## Source document
-*-
Where there are more precisely detailed description of the steps to
extinction provided on biological side of ETM Theory, the psychological ones
may still be helpful. The steps include:
- Identification of the
specific elements of the event having the greatest depreciating effect
- Identification, experience
and expression of the emotional (modulating) response
- Identification and expression
of the specific elements of existential identity contradicted by the event
- Identification, experience
and expression of specific losses attending related (event-contradicted)
values, beliefs, images and other realities
- Identification, experience
and expression of the emotion stemming from and accompanying the
identification of loss
- Reconstitution of selected
values, beliefs, images and other realities sundered by the event
Using ETM's structured methodology, Trauma Resolution
Therapy, the extinction steps may be readily facilitated by taking them one at
a time for each event or element of an event.
The Paradoxical System
of Control:
The Survivor
The 4 patterns, including the etiology, are defended by a
paradoxical system of control; the trauma victim is perpetually and
simultaneously attempting to end and continue the trauma's effects. The paradox
keeps the etiology from being reversed and at the same time tries to find the
means to reverse the etiology. As long as extinction of existential identity is
not completed, the paradoxical system of control is needed. It will:
- produce post-traumatic
symptoms
- function as a consequence of
post-traumatic symptoms
- produce more etiology
- maintain itself by
paradoxically maintaining the etiology: its reversal or ending would end
the need for and existence of the paradoxical system of control
This control apparatus is also referenced as the
"Survivor."
-*-
## Entries supplied
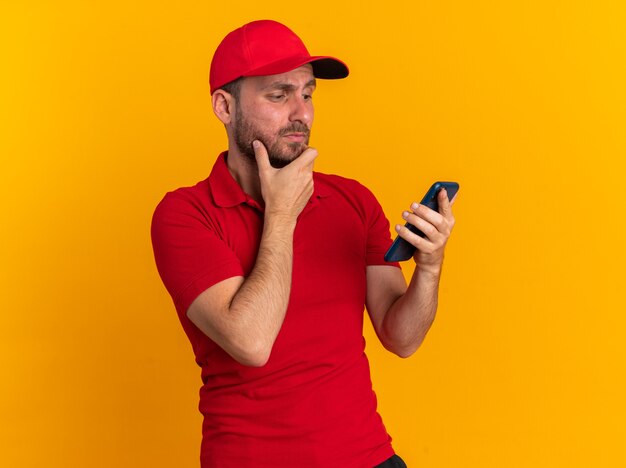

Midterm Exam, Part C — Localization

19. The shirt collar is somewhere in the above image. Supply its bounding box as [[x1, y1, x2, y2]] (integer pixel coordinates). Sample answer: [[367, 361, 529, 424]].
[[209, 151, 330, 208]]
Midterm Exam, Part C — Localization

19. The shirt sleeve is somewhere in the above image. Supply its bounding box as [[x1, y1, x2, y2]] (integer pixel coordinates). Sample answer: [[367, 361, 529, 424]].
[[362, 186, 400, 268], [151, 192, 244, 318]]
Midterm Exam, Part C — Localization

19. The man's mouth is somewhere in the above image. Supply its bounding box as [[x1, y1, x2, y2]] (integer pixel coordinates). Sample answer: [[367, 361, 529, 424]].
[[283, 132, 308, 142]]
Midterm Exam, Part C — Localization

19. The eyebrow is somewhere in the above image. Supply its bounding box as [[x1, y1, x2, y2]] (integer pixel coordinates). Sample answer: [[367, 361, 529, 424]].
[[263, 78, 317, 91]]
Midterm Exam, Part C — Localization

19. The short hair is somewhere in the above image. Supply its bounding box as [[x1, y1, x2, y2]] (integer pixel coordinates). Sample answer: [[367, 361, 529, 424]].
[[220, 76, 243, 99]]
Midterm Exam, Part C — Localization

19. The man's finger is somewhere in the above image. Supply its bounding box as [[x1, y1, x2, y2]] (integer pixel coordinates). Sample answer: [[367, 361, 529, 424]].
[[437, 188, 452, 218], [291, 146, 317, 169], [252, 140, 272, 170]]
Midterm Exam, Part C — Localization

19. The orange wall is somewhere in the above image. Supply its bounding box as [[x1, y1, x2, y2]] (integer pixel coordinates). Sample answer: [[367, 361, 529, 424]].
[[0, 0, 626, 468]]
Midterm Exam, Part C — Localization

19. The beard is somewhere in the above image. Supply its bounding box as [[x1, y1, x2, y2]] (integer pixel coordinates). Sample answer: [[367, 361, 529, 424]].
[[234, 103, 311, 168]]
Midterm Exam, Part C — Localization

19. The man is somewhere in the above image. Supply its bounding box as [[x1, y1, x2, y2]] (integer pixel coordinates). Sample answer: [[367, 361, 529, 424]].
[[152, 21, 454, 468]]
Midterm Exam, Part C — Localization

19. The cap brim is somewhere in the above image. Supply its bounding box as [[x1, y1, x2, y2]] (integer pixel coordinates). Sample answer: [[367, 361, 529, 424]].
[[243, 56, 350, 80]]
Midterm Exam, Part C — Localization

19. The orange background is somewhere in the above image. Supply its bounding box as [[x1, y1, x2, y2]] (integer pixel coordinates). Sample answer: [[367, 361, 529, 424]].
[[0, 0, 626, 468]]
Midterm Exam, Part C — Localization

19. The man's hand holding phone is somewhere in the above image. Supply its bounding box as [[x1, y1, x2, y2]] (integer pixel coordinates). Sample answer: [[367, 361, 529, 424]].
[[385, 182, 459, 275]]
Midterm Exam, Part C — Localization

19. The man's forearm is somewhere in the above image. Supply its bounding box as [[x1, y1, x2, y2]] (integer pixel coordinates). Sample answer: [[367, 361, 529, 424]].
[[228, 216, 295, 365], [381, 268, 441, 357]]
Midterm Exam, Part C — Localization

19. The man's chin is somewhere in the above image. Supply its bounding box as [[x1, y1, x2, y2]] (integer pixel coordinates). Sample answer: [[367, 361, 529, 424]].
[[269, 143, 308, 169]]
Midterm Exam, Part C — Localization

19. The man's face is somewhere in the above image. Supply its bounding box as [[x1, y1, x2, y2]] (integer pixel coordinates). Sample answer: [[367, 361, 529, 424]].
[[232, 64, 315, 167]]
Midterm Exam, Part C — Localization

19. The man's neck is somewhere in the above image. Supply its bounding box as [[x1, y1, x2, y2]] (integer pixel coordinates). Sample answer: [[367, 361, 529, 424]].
-*-
## Instructions to follow
Could you pick up the passage on ETM Theory after its last sentence and continue it? The entries have nothing to do with the passage on ETM Theory.

## Answer for this exercise
Control and Operational Identity
So far, ETM theory has considered primarily existential
identity's influence by traumatic events; the foundation of psychological
control, which also influences an element of identity, has not been explained.
This section provides that explanation.
Although psychological control enjoys a relationship to existential
identity, control is an active process that emanates from identity's other
component. Because it is active or operationally oriented, it is referenced
within ETM language as "operational identity."
Operational identity is comprised of action-oriented attributes (inherent
capacities to do or experience certain things), interactions between the attributes
and existential identity, and interactions between the attributes themselves.
In this definition, these "attributes" are categorized as existing in
2 groups having different orientations; there are rational/cognitive- and
experiential-oriented attributes.
Rational/cognitive attributes can include the abilities to:
- establish, discern, accept
or discard various values, beliefs, images, and realities,
- think
- learn
- perform tasks
- analyze, interpret and plan
events,
- strive to control one's own
destiny through the assertion of individual will
Attributes stemming from experientially-oriented brain functionings include
abilities to:
- sense
- feel
- be creative
- be spiritual
- empathize, intuit, care
- love, reproduce and
manifest sexuality.
Thus, the most distinguishing characteristic between
operational identity and existential identity is that operational identity is
action-oriented, and existential identity is grounded in basic, developing and,
eventually, fixed attitudes.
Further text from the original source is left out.